## BEGIN

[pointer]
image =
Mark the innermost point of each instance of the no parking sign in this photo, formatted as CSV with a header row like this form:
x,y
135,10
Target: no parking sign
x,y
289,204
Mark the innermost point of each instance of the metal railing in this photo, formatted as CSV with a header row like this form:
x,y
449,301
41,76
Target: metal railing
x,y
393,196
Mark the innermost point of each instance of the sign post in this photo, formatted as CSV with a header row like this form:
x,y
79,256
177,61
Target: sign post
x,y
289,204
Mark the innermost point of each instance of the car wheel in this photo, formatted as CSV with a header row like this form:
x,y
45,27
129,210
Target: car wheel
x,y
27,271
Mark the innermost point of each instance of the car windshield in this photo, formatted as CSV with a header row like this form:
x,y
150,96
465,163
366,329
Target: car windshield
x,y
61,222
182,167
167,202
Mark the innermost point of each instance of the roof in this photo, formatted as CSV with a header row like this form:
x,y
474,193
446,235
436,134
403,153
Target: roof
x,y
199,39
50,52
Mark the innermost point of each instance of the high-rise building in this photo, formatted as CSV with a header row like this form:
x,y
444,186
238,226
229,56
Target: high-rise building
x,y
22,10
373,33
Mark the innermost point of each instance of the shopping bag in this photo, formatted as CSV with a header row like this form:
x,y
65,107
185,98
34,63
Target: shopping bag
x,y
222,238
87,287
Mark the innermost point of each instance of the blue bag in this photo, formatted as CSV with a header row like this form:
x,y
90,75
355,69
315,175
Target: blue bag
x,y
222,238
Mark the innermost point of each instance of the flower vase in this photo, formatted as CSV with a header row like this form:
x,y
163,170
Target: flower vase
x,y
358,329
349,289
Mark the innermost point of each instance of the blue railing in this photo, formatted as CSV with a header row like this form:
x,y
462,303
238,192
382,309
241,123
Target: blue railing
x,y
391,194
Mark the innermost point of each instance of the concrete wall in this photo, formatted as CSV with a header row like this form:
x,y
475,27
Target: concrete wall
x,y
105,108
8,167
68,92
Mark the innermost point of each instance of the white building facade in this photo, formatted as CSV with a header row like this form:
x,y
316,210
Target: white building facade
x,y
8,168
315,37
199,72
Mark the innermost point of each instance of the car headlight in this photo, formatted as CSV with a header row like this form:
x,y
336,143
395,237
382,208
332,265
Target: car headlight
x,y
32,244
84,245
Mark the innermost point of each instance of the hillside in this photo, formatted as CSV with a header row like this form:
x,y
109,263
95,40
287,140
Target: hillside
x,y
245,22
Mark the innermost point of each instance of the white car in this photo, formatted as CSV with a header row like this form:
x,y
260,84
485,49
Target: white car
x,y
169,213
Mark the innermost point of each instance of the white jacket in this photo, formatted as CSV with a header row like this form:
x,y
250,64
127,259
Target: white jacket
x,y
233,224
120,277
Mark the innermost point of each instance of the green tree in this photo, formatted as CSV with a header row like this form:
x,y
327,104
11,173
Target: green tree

## END

> [Stated problem]: All of the entries need to be reproduced exactly; please write them out.

> [Solution]:
[pointer]
image =
Mark the innermost point of each instance of the no parking sign in this photo, formatted as CSV with a header row like this form:
x,y
135,10
Target: no parking sign
x,y
289,204
Mark the innermost point of each instance of the metal railing in this photo, formatted as CSV with a header row like this form:
x,y
449,301
41,76
Target: metal railing
x,y
393,196
Mark the innermost point of each instance of the sign post in this photo, formatted as CSV with a header row like this form:
x,y
79,256
177,61
Target: sign post
x,y
289,204
Mark the innermost point of each instance of the car wheel in this photo, formatted as CSV with a header row like this form:
x,y
45,27
129,210
Target: car wheel
x,y
27,271
Mark the innermost point of each instance of the car windshield in this photo, formatted as CSV with a header row like this form:
x,y
150,96
465,163
366,329
Target: car windshield
x,y
61,222
182,167
167,202
Mark the innermost point of each instance of the roof in this photo, formatted as CSV with a header row like this form:
x,y
474,193
446,235
436,134
403,153
Target: roof
x,y
199,39
50,52
Mark the innermost point of each instance of the high-rise building in this photo, formatted as CSV with a header row like this form:
x,y
444,186
238,226
229,56
Target: high-rise building
x,y
22,10
373,33
Mark the innermost point of each instance of the shopping bag in this photo, formatted as CSV with a header row like this form:
x,y
65,107
185,98
34,63
Target: shopping bag
x,y
222,238
87,287
Mark the innermost point of each instance of the blue bag in this photo, formatted as CSV with a header row like this form:
x,y
90,75
355,69
315,175
Target: blue bag
x,y
222,238
Mark the innermost point of each instance of the flower vase in this photo, formatted as CSV with a header row like this form:
x,y
163,170
Target: flower vase
x,y
358,329
349,289
Mark the innermost point of each instance of the blue railing in this photo, formatted as CSV with a header row like this form:
x,y
462,303
238,192
382,309
241,123
Target: blue railing
x,y
391,194
Mark the innermost point of each instance of the concrete wall in this photo, formatted as CSV with a header row like this form:
x,y
475,27
Target: concrete wall
x,y
105,108
8,167
68,92
Mark the innermost point of each instance of the white building facade in this photo, formatted as CSV with a header row like this form:
x,y
316,210
Target: white building facade
x,y
8,168
315,37
199,72
Mark the innermost point of each instance of the car headlight in this photo, formatted as CSV with a header row like this form:
x,y
336,143
395,237
382,208
332,265
Target: car headlight
x,y
32,244
84,245
Mark the innermost point of each instance of the hillside in this photo, formatted as CSV with a header row like this form:
x,y
109,263
95,40
287,140
Target: hillside
x,y
245,22
Mark the innermost point of each instance of the white car in this photo, formatted as CSV with a header row like this form:
x,y
260,84
485,49
Target: white car
x,y
169,213
Mark the innermost point of each instance of the white jacket in this photo, formatted as CSV with a header row like this form:
x,y
250,64
127,259
Target: white jacket
x,y
233,224
120,277
Mark the innermost point of each instance of the green tree in this photo, formatted as CSV with a header row like this form:
x,y
327,104
11,173
Target: green tree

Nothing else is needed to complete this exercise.